Copy every record word for word. The images stay behind.

[Excerpts from a dataset]

■ ■ ■ ■ ■ ■ ■

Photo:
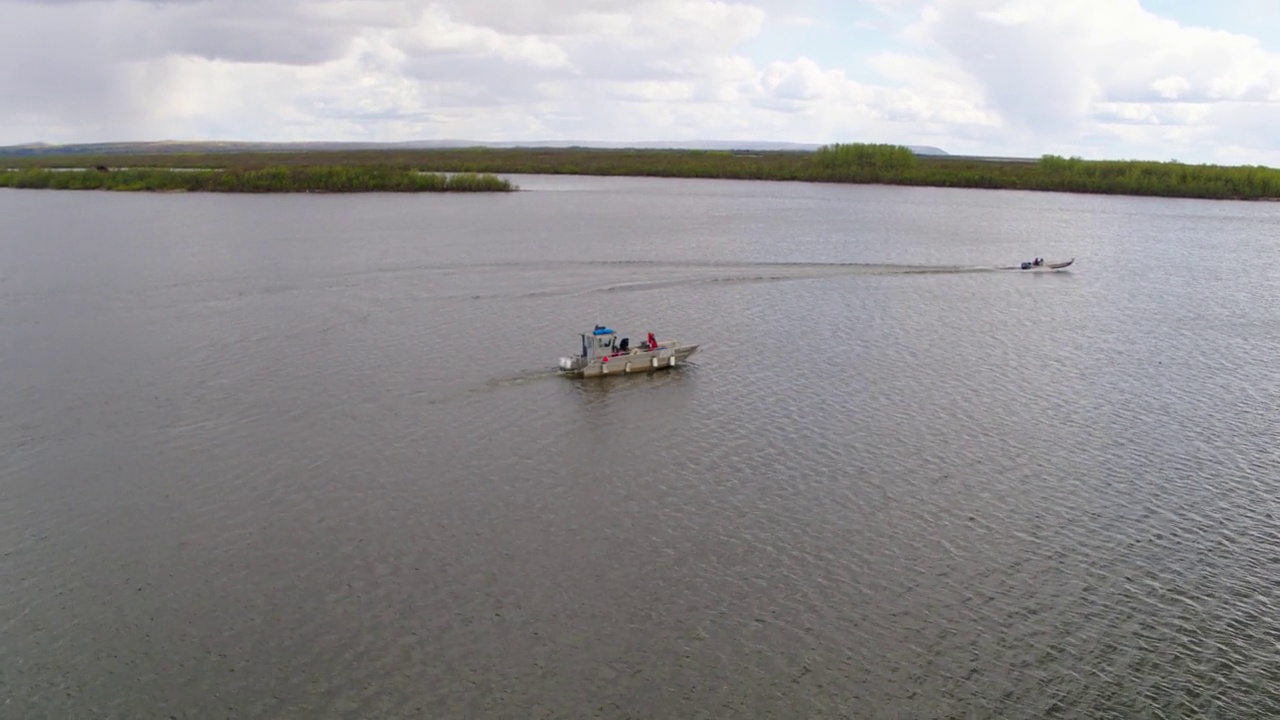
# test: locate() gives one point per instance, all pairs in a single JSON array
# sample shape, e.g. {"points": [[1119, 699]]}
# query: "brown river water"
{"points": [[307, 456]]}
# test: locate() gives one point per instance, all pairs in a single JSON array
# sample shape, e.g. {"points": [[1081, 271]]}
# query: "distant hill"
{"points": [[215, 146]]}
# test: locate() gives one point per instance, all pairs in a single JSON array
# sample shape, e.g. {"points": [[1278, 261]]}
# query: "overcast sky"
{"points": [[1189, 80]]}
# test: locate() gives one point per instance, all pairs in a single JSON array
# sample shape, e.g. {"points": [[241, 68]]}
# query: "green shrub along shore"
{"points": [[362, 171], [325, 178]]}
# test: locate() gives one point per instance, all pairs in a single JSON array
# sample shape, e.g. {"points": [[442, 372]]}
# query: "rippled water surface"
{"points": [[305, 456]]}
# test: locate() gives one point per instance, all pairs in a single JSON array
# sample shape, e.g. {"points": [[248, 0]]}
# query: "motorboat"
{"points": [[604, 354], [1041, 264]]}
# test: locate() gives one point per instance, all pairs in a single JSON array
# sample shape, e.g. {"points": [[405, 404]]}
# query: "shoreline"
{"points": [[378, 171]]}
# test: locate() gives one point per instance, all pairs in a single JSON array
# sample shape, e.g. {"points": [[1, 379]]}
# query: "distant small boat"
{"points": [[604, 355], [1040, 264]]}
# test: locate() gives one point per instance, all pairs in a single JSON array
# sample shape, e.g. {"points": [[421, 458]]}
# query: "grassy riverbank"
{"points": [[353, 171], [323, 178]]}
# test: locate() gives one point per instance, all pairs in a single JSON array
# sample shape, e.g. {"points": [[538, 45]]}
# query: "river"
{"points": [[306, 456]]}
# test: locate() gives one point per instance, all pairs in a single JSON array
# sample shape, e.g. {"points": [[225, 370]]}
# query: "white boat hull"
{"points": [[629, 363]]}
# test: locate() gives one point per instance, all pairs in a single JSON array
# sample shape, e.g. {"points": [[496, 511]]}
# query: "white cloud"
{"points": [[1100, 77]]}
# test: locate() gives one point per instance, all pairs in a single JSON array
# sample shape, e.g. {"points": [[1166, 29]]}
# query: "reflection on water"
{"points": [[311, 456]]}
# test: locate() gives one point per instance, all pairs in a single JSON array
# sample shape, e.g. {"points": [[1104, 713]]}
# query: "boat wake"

■ ■ ■ ■ ■ ■ ■

● Solution
Photo:
# test: locate() gives one point per instance, all pairs in a single JSON array
# sample shape, e.g. {"points": [[1119, 699]]}
# query: "brown river water"
{"points": [[307, 456]]}
# test: locate() gives one point per instance, all pairs in a single JSON array
# sample shape, e.g. {"points": [[1081, 271]]}
# query: "distant hill"
{"points": [[215, 146]]}
# test: locate() gives one point per instance, all pairs in a single JSON array
# sample shape, e.g. {"points": [[1278, 261]]}
# query: "overcast sky"
{"points": [[1189, 80]]}
# test: locate() gives one point per instance, all pairs in a single JSON array
# sample shape, e.g. {"points": [[241, 68]]}
# query: "green shrub along shore"
{"points": [[362, 171], [325, 178]]}
# test: locate() gives one point per instance, all pairs in a single JSON array
# sample shape, e.g. {"points": [[442, 372]]}
# query: "rippled water surface"
{"points": [[305, 456]]}
# test: locate() gives one point per instance, all pairs in a single JSON array
# sample shape, e.g. {"points": [[248, 0]]}
# query: "motorboat"
{"points": [[604, 354], [1041, 264]]}
# test: locate() gives one point per instance, all pairs in a single JSON array
# sample shape, e.g. {"points": [[405, 404]]}
# query: "shoreline"
{"points": [[378, 171]]}
# test: locate() gives one point per instance, all pairs in a single JSON array
# sample shape, e.g. {"points": [[1, 379]]}
# query: "distant small boat"
{"points": [[604, 355], [1040, 264]]}
# test: locate() gives one point per instance, all pairs in a single JSON array
# sample shape, e.g. {"points": [[421, 458]]}
# query: "grassy riverbank"
{"points": [[353, 171], [323, 178]]}
# test: locate() gives one point per instance, all pairs in a single JSON array
# sample shape, e.g. {"points": [[538, 45]]}
# query: "river"
{"points": [[306, 456]]}
# test: locate() gives one point per instance, all pairs in a single JSON array
# sample shape, e.g. {"points": [[225, 370]]}
# query: "white boat hull"
{"points": [[629, 363]]}
# test: locate() gives one point per instance, all pairs in a single JSON array
# sample shape, e.g. {"points": [[496, 511]]}
# query: "white cloud"
{"points": [[1100, 77]]}
# test: locate() gives one point per instance, all pairs in a single JSON array
# sample shape, e.g. {"points": [[1166, 29]]}
# query: "reflection on water"
{"points": [[311, 456]]}
# test: locate() gives one point per instance, all pairs in a single JSON array
# sample shape, e.g. {"points": [[1104, 713]]}
# query: "boat wake"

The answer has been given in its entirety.